Copy out every one of the records below word for word, without changing a single character.
+++ Input records
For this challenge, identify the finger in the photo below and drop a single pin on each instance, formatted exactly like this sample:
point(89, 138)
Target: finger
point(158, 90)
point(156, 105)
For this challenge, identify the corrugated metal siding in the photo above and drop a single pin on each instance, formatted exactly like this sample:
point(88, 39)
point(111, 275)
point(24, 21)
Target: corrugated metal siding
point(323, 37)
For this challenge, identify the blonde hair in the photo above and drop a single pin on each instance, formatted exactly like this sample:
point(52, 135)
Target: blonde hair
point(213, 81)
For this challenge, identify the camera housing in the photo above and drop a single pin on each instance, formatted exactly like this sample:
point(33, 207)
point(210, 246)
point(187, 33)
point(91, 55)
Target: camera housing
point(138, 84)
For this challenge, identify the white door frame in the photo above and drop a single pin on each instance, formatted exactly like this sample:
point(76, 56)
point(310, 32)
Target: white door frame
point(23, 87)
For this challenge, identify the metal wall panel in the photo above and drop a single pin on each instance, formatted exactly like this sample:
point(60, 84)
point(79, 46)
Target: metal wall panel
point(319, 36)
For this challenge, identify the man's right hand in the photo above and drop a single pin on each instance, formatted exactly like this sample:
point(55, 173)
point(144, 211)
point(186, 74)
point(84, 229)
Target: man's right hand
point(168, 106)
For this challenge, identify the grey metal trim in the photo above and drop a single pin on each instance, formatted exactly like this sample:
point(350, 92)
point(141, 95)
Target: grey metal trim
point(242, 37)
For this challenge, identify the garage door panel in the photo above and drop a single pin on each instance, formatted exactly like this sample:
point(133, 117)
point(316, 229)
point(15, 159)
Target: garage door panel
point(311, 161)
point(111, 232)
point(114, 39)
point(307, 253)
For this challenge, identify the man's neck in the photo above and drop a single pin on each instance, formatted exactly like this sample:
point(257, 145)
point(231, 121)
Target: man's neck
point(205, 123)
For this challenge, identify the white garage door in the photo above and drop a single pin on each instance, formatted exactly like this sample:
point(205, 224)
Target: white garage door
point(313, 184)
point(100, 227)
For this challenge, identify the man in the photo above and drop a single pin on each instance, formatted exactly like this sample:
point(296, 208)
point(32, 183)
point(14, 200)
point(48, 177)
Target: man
++++++
*Reply*:
For this challenge, identify the finger in the photo below and drop a single pin on each instance, formatted exactly like this sample:
point(89, 138)
Target: finger
point(158, 90)
point(156, 105)
For this challenge, identify the corrugated metal siding in the photo above and drop a single pin on each instance, formatted exactly like this sample:
point(88, 39)
point(111, 275)
point(24, 21)
Target: corrugated metal siding
point(323, 37)
For this challenge, identify the blonde hair in the photo above and drop a single pin on each instance, formatted exactly like this sample:
point(52, 135)
Target: blonde hair
point(213, 81)
For this challenge, identify the camera housing in the photo above and drop a single pin on each instance, formatted exactly like this sample:
point(33, 207)
point(210, 246)
point(187, 33)
point(91, 55)
Target: camera housing
point(138, 84)
For this challenge, identify the white door frame in the photo above and drop a single pin on each instance, formatted exactly like this sample:
point(76, 56)
point(310, 32)
Target: white door frame
point(23, 87)
For this challenge, identify the metal wall panel in the photo above and drop a single pin on each instance, formatted exactly like this sample:
point(60, 84)
point(79, 46)
Target: metal wall panel
point(319, 36)
For this challenge, identify the man's right hand in the photo above and drop a single pin on each instance, formatted exactly like this sample:
point(55, 173)
point(144, 211)
point(186, 74)
point(84, 229)
Target: man's right hand
point(168, 106)
For this challenge, identify the grey metal trim in the photo above and drop a single pin on each instance, formatted exactly like this sample:
point(350, 92)
point(141, 95)
Target: grey metal trim
point(242, 37)
For this challenge, identify the garage door panel in the photo above and drop a single pin on each instance, formatted exactly like this sample:
point(133, 117)
point(316, 229)
point(15, 159)
Target: garage door panel
point(311, 161)
point(111, 232)
point(114, 39)
point(307, 253)
For this challenge, identify the man's neck in the photo above and drop a single pin on each instance, formatted exactly like this sample:
point(257, 145)
point(231, 121)
Target: man's neck
point(205, 123)
For this challenge, identify the white garage door in the photo above and drop a single pin on each instance, formatted exactly like this sample:
point(205, 224)
Target: white garage door
point(313, 184)
point(100, 227)
For this challenge, identify the man in the photo above and drop a single pin on each instance, formatted exactly like this sample:
point(296, 208)
point(32, 183)
point(14, 200)
point(48, 177)
Target: man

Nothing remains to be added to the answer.